Short exercise. Rescale the records starting from the very beginning and going on through the line with "[499,134,768,278]", writing each of those lines out again with the text lines included and every bounding-box coordinate multiplied by 0.7 and rounded to a whole number, halves rounding up. Leave the pictures out of your answer.

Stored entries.
========================

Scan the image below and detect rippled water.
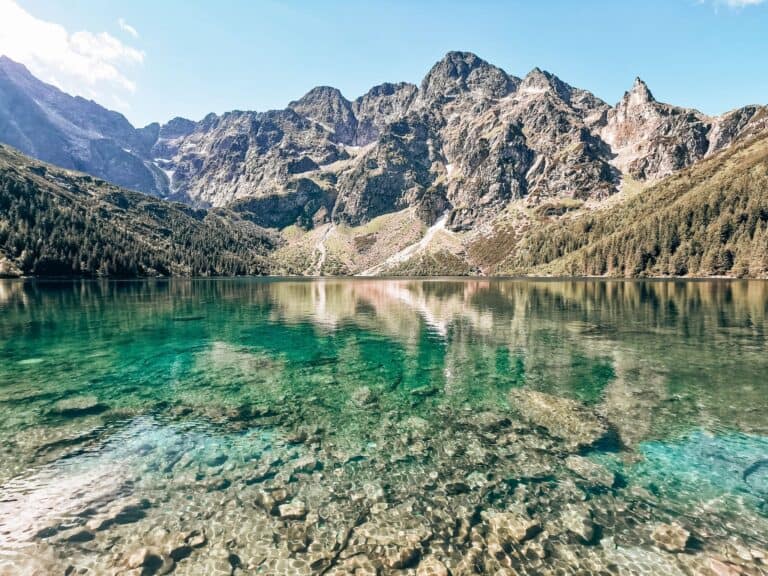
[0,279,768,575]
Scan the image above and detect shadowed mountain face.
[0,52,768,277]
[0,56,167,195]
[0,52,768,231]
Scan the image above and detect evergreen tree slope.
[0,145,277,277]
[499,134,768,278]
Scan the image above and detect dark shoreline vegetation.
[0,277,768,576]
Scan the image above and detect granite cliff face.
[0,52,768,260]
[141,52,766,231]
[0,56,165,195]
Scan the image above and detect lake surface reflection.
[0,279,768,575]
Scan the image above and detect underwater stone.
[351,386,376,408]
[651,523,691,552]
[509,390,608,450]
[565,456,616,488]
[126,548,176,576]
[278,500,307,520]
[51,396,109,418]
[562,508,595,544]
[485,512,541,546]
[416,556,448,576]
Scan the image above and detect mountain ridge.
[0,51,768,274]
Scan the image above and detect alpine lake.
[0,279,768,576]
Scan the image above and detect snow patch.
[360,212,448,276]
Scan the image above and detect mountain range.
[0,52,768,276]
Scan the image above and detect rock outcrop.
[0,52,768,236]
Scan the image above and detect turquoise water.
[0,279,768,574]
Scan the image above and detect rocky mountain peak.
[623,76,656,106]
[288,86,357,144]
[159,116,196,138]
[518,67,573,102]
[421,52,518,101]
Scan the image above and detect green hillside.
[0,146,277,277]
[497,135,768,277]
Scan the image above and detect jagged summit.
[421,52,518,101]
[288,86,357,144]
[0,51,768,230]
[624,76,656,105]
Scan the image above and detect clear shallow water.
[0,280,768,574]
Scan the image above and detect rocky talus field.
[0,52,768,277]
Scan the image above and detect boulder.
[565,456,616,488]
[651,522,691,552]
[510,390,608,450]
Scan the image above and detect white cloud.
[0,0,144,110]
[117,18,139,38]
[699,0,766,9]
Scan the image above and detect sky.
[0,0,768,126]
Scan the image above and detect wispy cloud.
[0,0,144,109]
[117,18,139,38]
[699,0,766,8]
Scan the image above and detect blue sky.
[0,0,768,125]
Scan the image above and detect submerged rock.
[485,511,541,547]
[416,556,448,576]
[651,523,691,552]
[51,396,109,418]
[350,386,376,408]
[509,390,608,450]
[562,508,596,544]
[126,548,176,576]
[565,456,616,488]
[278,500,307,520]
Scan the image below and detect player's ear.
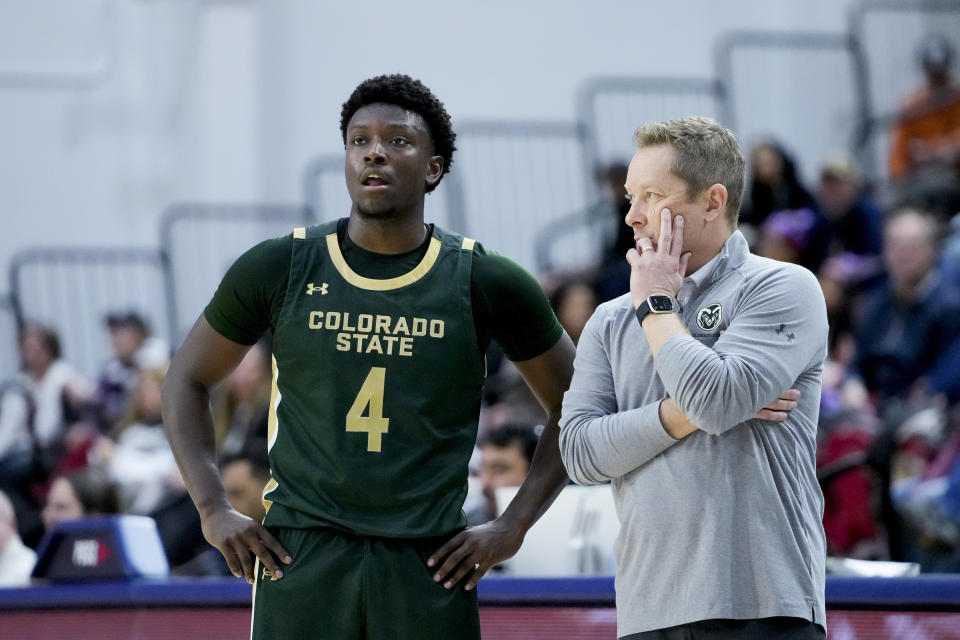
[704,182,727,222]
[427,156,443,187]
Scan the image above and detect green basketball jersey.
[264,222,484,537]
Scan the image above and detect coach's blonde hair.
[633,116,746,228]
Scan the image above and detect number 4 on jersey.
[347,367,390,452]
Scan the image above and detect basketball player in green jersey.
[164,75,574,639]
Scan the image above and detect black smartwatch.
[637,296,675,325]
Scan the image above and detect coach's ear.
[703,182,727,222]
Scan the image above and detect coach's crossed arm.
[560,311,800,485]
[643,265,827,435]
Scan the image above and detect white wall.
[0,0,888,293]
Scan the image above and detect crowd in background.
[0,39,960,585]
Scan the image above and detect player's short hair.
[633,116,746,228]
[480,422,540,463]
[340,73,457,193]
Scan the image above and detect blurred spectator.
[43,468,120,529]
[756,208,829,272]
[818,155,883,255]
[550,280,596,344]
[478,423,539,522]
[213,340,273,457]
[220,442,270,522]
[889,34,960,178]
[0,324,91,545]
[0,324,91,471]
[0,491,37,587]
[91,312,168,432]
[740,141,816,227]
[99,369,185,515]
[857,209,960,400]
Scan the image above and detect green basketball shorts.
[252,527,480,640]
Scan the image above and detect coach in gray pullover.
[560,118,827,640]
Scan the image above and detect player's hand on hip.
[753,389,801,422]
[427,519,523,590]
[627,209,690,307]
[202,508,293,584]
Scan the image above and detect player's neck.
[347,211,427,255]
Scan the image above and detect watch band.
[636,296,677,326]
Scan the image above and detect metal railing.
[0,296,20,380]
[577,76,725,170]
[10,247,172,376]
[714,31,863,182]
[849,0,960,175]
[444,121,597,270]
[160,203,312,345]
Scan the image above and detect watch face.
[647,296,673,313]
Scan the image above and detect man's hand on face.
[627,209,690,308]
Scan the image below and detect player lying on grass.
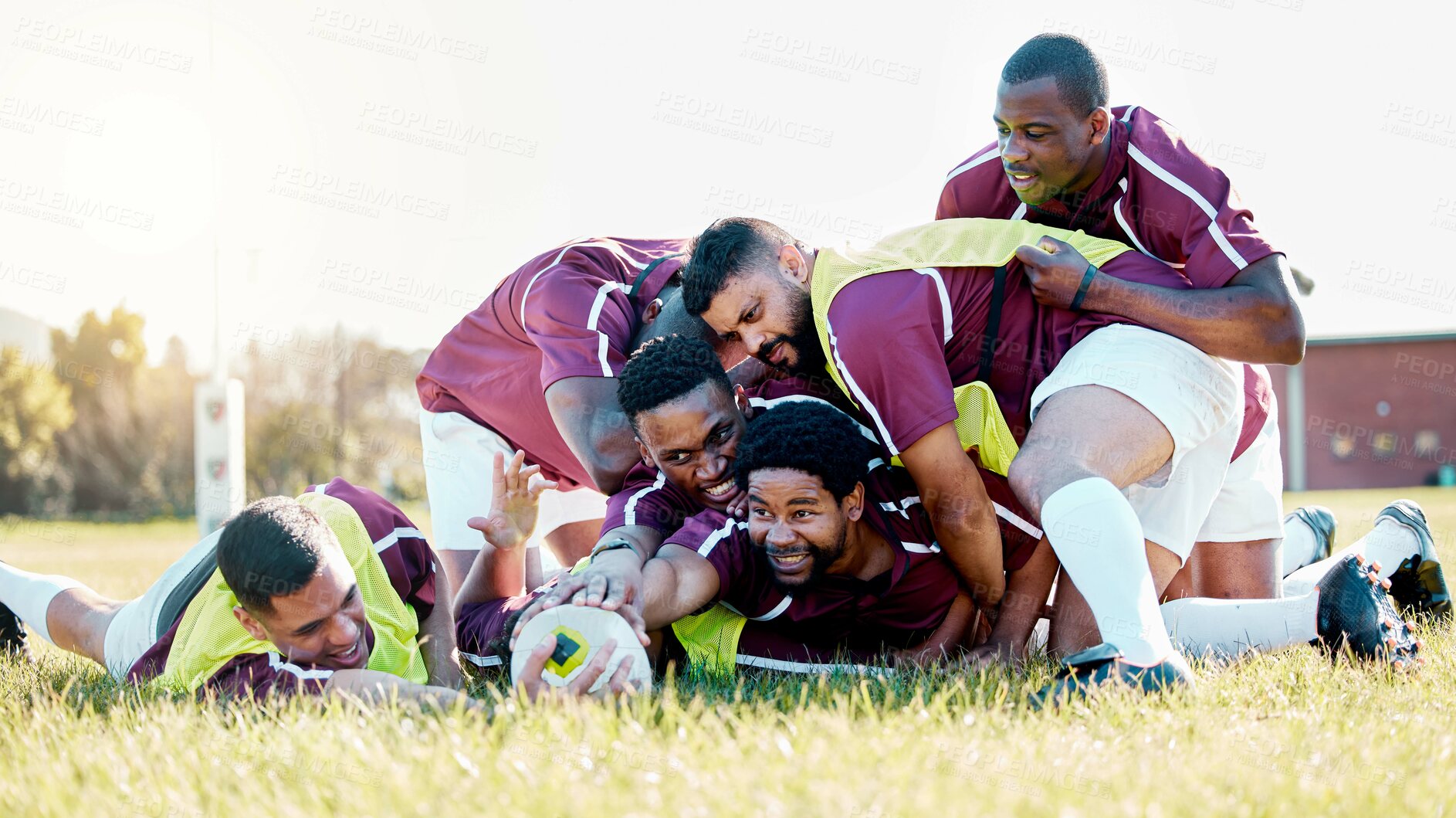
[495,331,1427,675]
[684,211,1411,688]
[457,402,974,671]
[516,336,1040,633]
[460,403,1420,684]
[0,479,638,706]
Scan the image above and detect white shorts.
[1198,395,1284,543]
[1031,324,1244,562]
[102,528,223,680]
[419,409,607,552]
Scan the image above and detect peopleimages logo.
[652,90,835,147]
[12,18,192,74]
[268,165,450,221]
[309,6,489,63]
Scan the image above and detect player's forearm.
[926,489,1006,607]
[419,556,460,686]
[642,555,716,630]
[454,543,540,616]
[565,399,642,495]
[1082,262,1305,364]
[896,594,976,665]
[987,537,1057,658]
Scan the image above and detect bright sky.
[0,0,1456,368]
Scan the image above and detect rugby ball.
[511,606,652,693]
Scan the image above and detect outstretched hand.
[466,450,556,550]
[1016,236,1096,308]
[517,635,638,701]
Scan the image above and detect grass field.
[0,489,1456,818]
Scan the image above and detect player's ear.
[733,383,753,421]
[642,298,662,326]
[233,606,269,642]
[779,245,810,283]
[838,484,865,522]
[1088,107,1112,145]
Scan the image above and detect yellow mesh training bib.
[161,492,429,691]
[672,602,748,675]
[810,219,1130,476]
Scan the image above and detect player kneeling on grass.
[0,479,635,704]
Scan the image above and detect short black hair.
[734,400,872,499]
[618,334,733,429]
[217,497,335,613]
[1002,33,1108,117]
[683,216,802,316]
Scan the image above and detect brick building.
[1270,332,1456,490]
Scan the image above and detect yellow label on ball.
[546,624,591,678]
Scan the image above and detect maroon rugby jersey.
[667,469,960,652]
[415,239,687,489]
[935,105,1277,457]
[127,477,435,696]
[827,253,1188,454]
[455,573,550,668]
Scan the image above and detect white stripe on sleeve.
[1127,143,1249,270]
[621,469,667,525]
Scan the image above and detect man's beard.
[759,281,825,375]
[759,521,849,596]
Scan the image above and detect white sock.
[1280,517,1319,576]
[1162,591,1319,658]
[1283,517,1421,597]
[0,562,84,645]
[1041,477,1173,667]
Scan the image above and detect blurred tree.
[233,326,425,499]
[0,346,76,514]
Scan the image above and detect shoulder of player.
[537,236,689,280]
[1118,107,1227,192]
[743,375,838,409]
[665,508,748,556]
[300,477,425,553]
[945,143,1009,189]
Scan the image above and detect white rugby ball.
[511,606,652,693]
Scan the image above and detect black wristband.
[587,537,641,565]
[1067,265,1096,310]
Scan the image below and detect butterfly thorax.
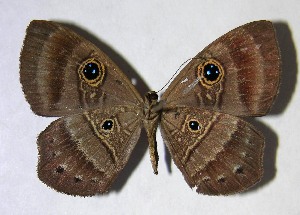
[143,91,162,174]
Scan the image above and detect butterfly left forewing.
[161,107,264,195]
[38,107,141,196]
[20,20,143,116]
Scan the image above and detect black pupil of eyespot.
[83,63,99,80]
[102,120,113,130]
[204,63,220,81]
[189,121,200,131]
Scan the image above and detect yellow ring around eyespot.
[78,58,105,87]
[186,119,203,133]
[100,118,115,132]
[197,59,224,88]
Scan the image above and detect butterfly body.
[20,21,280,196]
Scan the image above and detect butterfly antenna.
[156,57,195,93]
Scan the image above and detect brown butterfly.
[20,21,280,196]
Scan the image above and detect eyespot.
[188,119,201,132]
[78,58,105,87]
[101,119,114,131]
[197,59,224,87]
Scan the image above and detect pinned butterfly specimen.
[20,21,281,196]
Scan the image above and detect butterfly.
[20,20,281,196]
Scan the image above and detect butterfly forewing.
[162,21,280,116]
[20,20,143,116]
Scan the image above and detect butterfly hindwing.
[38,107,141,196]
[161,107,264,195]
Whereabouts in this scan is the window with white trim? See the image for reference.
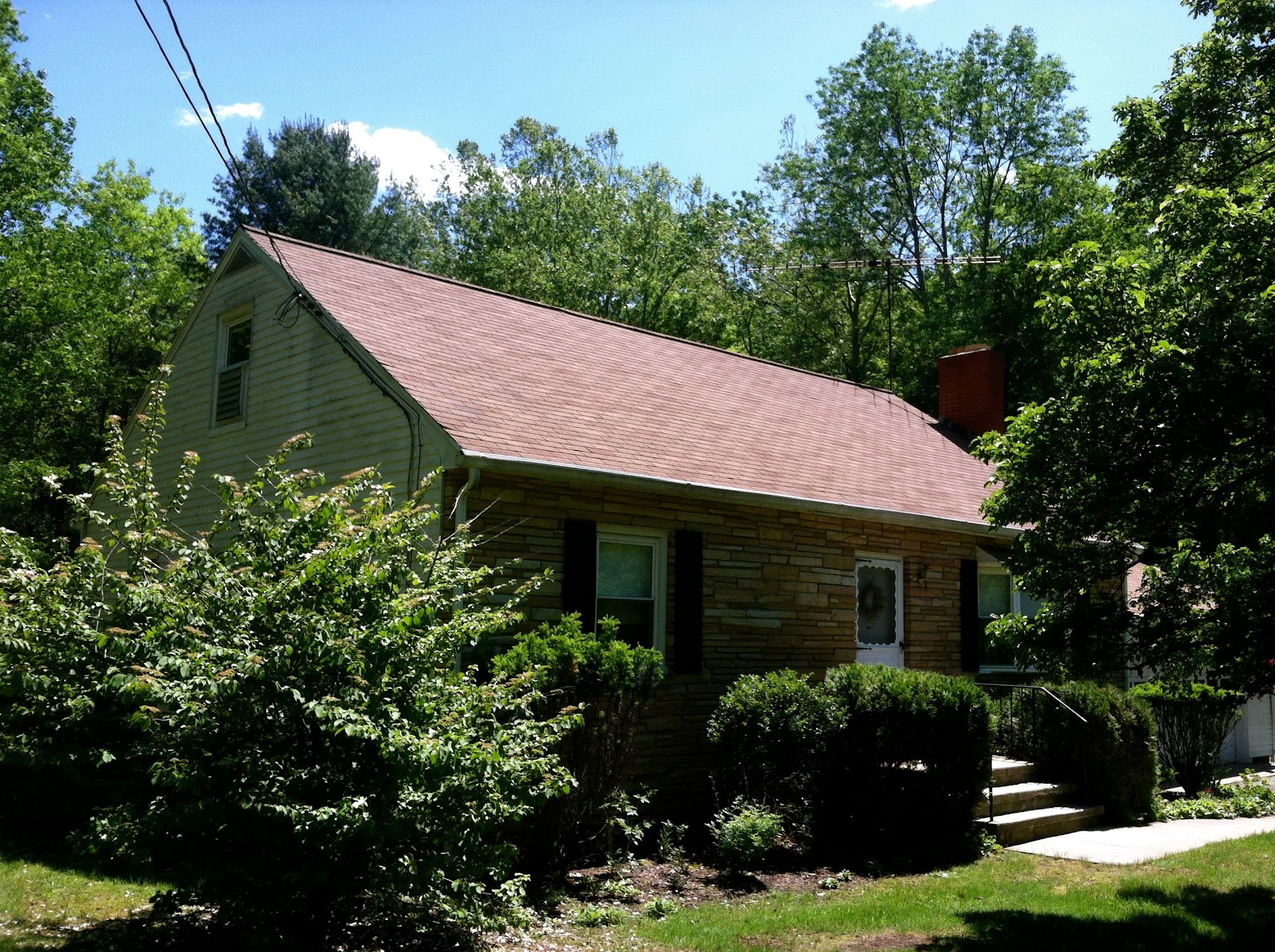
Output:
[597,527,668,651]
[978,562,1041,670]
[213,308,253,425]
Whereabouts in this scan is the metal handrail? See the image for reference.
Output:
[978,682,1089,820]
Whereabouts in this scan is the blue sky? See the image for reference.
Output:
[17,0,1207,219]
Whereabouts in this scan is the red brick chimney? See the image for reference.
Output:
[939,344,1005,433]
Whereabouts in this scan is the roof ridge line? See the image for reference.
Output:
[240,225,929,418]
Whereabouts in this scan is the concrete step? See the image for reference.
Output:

========================

Exercise response.
Scan the image below and detect rippled water.
[0,195,538,403]
Scan the image above and detect shadowed mountain face.
[0,36,538,194]
[0,39,117,137]
[0,36,538,162]
Scan the image above and detect evergreen tree slope.
[0,102,194,194]
[349,94,538,195]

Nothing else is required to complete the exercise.